[Source data]
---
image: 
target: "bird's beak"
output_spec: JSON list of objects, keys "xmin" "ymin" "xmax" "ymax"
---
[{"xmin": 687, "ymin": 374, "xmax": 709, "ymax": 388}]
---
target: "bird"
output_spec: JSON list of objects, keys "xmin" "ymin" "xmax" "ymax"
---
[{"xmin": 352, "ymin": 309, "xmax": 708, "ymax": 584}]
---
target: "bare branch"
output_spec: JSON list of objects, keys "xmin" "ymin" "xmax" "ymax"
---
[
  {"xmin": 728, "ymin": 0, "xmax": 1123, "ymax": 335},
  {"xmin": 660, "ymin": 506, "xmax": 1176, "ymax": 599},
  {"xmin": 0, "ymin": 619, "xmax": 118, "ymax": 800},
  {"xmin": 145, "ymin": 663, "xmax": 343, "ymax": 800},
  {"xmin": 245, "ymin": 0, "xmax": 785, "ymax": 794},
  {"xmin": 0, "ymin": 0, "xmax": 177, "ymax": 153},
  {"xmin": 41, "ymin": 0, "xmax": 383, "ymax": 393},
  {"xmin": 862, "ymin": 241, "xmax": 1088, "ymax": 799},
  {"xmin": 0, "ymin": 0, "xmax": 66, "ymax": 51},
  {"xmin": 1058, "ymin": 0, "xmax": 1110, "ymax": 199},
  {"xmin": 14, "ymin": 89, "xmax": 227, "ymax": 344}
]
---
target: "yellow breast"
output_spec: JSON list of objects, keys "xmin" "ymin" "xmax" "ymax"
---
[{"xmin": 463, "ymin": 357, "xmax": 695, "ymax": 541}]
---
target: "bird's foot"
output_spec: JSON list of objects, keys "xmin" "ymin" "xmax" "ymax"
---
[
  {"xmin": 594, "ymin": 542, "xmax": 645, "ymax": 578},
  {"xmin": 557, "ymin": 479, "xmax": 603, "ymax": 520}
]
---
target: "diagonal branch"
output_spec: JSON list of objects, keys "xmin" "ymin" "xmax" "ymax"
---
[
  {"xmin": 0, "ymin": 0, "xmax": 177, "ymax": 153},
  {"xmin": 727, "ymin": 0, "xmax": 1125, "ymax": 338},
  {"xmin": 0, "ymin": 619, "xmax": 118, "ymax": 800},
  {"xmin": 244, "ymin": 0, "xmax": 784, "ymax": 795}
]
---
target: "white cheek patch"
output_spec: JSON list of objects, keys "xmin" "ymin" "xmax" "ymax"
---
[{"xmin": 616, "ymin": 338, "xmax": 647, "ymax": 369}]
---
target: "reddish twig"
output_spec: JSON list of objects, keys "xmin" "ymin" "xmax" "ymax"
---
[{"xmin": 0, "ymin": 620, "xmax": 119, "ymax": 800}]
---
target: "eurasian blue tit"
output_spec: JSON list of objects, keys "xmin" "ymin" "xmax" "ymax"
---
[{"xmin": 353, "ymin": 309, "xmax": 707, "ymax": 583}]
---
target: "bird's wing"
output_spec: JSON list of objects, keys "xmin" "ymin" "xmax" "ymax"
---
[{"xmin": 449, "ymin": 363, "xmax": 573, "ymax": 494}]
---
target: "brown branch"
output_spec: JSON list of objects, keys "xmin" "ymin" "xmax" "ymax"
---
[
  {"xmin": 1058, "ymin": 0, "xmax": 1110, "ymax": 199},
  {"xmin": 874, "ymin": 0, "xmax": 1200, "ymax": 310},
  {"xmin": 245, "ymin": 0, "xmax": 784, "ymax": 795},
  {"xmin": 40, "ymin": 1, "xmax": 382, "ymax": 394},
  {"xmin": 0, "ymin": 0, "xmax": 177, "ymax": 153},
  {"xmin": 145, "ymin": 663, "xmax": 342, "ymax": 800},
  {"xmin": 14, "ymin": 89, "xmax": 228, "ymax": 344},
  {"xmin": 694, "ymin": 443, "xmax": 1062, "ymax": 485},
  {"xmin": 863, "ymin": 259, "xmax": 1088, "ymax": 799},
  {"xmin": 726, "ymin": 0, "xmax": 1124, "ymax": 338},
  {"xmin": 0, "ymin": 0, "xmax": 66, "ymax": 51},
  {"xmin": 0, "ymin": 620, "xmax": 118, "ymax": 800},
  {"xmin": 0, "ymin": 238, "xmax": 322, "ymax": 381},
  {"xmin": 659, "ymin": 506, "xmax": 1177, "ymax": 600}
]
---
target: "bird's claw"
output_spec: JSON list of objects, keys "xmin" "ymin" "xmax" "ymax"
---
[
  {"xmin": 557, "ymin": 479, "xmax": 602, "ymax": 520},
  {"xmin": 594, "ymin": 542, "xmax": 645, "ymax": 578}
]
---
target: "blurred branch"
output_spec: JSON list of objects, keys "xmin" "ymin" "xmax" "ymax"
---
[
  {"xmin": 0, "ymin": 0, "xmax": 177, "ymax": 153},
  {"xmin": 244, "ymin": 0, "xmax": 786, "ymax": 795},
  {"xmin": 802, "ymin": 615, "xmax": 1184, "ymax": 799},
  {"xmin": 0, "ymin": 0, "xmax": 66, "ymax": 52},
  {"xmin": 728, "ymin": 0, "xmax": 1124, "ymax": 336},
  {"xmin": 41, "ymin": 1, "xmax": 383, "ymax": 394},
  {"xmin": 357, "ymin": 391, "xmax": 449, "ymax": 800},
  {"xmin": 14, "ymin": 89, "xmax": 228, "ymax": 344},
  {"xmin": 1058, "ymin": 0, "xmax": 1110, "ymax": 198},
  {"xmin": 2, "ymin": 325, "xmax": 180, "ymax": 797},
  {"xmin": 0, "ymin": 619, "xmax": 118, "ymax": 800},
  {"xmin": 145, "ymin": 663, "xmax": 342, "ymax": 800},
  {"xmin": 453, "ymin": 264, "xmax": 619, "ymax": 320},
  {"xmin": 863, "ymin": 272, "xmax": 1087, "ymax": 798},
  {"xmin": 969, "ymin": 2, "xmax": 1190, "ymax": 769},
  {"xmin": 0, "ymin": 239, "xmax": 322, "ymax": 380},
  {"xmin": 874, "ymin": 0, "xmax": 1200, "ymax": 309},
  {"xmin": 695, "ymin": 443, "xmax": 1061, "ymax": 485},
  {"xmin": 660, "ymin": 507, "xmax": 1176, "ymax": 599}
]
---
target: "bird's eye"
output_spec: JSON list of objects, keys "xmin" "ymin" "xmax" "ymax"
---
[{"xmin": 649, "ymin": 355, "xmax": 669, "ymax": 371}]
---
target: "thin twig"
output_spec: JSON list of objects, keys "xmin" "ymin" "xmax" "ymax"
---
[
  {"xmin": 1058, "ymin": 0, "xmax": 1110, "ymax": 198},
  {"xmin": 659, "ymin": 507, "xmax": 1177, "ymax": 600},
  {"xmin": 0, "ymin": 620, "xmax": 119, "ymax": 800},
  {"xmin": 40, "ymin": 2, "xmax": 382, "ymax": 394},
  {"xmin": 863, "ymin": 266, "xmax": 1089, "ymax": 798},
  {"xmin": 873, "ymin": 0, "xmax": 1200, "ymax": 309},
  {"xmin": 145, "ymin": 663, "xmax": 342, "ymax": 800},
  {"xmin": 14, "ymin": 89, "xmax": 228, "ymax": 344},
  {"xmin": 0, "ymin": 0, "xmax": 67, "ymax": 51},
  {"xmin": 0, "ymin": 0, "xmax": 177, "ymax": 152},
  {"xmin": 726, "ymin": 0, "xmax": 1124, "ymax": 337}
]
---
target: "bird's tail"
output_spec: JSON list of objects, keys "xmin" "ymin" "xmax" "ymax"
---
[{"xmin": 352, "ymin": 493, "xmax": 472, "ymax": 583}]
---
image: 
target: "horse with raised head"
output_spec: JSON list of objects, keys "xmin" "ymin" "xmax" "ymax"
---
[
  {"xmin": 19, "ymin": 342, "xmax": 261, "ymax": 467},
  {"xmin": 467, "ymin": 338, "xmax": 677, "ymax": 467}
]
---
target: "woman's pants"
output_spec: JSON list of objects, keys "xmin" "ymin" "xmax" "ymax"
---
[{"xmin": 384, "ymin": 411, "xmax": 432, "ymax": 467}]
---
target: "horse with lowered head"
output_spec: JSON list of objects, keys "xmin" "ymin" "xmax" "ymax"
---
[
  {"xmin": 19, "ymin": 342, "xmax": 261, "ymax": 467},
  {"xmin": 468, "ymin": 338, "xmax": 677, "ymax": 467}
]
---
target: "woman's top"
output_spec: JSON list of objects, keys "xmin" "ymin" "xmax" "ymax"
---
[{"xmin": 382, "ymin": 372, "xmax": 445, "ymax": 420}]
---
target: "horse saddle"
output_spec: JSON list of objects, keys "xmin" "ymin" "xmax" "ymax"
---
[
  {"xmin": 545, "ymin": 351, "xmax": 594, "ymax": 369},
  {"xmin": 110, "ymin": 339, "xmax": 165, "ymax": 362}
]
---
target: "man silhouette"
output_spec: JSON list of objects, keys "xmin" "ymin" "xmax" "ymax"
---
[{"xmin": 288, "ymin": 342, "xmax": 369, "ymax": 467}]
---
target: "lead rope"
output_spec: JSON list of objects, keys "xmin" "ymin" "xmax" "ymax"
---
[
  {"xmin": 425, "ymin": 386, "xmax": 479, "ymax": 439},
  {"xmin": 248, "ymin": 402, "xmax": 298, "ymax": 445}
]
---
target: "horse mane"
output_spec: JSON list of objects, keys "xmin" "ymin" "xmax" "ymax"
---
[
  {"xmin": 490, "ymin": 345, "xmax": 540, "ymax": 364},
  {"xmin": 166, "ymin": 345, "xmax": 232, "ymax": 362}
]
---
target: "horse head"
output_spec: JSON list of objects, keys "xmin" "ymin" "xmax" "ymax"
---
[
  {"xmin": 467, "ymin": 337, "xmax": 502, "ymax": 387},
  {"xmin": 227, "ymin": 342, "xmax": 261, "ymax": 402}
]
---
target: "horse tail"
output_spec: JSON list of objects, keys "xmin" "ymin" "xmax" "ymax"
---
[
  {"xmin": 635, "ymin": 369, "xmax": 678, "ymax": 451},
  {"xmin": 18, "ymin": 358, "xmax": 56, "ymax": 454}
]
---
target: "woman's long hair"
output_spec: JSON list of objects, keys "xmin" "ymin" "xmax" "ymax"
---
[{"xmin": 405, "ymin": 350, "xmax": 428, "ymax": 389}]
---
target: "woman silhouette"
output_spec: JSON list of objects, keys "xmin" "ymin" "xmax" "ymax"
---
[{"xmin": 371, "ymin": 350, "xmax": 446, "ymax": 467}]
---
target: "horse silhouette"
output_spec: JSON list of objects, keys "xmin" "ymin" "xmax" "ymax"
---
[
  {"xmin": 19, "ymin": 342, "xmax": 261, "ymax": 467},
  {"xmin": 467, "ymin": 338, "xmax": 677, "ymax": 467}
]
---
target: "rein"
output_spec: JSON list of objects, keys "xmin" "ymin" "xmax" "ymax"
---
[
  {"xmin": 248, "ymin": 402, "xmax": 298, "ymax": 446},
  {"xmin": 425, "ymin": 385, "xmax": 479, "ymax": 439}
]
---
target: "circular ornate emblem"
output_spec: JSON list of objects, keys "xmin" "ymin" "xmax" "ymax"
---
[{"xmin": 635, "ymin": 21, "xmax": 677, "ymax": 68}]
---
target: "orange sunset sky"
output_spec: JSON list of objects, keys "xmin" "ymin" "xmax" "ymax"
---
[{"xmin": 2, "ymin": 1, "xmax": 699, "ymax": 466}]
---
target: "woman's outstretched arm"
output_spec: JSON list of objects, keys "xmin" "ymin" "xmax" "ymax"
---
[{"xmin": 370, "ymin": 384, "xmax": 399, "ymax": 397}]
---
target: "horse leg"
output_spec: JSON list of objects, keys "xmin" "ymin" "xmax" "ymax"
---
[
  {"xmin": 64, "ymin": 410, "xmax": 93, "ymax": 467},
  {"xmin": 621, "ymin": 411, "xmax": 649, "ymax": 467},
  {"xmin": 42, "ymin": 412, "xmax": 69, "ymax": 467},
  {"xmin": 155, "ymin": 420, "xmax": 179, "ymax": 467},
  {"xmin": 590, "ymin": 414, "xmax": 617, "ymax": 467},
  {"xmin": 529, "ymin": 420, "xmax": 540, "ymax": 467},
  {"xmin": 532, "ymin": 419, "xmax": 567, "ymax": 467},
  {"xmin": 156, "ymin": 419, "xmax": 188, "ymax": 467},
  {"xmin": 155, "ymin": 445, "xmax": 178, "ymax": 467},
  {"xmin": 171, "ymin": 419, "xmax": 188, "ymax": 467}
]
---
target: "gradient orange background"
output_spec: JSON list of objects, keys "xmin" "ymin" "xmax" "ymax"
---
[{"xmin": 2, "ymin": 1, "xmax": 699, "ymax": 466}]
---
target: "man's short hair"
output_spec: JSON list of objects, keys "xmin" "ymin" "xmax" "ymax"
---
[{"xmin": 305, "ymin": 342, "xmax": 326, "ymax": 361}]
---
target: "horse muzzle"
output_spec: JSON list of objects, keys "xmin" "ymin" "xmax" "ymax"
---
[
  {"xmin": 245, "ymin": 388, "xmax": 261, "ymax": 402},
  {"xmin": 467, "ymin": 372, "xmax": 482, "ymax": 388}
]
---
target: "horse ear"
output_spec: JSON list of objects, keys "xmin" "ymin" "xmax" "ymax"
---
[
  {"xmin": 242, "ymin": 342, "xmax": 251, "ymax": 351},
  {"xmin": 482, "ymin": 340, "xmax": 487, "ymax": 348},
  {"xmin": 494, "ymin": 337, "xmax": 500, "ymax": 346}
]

* **What you need to do**
Lines with "head" in them are what the answer must contain; copy each from the records above.

* **Answer to this exercise**
target: "horse with raised head"
target: "horse with lowered head"
target: "horse head"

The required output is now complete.